Page extract:

#####

1) What are your initial thoughts on the look of the tank!? I noticed, what looks to be an aiptasia bloom on the right side of the pic? Can I scrub/rid the affected rocks? Could the addition of a peppermint shrimp or two solve my issue? (not sure if the lobster would have to be removed, if so would my LFS take the lobster?) I know aiptasia is normally brown but if it was not given enough light I have heard they can turn a white color.

2) do I need to have a portable heater or would putting the livestock in a cooler for that time be fine for an hour and a half? (two clowns, neon dotty, purple/orange lobster)

3) Should I just keep the old substrate or would mixing some of the old substrate with new live substrate be a good idea?

If you have any major things that come to mind that I need to make sure I do during this process it would be much appreciated if you let me know. I know that purchasing an established tank is not recommended for one starting in the hobby but I feel as if I needed to jump on the opportunity at this deal as I am pretty sure I would spend a ton more for the same setup if new. I will be finished with making a 20g sump for the setup later today and really care for the well being of these fish and the lobster dood so any info that you have at all will help me immensely. Thanks for your help guys...wouldn't have any idea on what I am doing if it were not for you!

Spacekitty
10/05/2015, 10:25 AM
I can't open the picture because my computer has been being weird, but if you do have aipasia (you will likely get it at some point anyway), don't scrub at it. That will just release even more of them into the water and you will be infested. I love using peppermint shrimp, but you would need a few if you wanted a decent chance at them actually eating it since they are hit or miss. I got lucky and the one I put in my tank did end up munching on it and does a great job. You could also use AiptasiaX. That works really well IF you use it correctly.

#####

Data for review:
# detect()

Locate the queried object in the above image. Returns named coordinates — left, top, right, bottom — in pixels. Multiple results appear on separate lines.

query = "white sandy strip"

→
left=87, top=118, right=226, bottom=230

#####

Please resume the forum thread about taking over an established reef tank, continuing from the end of its last reply.

I would recommend figuring out what type of LED lights you have because if you intend to get corals, you will need to know how good your lights are so you know what you can get or whether you should just replace them.

I would personally recommend taking out the old substrate and putting in new. Especially if the tank has been running 2 years, you have no idea what is sitting in that sand and mixing it up in the move would release all of the nasty stuff. Best to just get new sand completely.

Keep the rock submerged or at least moist during the trip to keep the beneficial stuff on it alive.

For that short of a trip, the livestock would be perfectly fine in a cooler without a heater as long as you don't keep your car at some awfully cold temperature. If it is snowing in your car, you might have an issue.

Octopus skimmers have pretty good reviews so as long as it is good for that size tank, that is a good skimmer. What test kits are you getting? You may end up needing others depending on what they are including.

Edit: Also, as a side note, just know smaller tanks are harder to manage for beginners because the water quality can be touchy. The 30g isn't terrible and the sump will help A LOT, but just keep it in mind and make sure to test your water often, especially in the beginning.

thegrun
10/05/2015, 10:28 AM
1. The tank looks fine. Could you get a closer picture of the possible aiptasia, they could be but it is also possible they are some other type of coral, the picture just isn't clear enough to make a good ID. If they are aiptasia, I would gouge them out and then cover the affected rocks with kalk paste. Peppermint shrimp are kind of hit and miss when it comes to aiptasia.
2. Assuming the outside temperatures are not too extreme, you should be fine without a heater, although I would have some frozen ice in zip lock bags for cooling purposes just in case the water overheats.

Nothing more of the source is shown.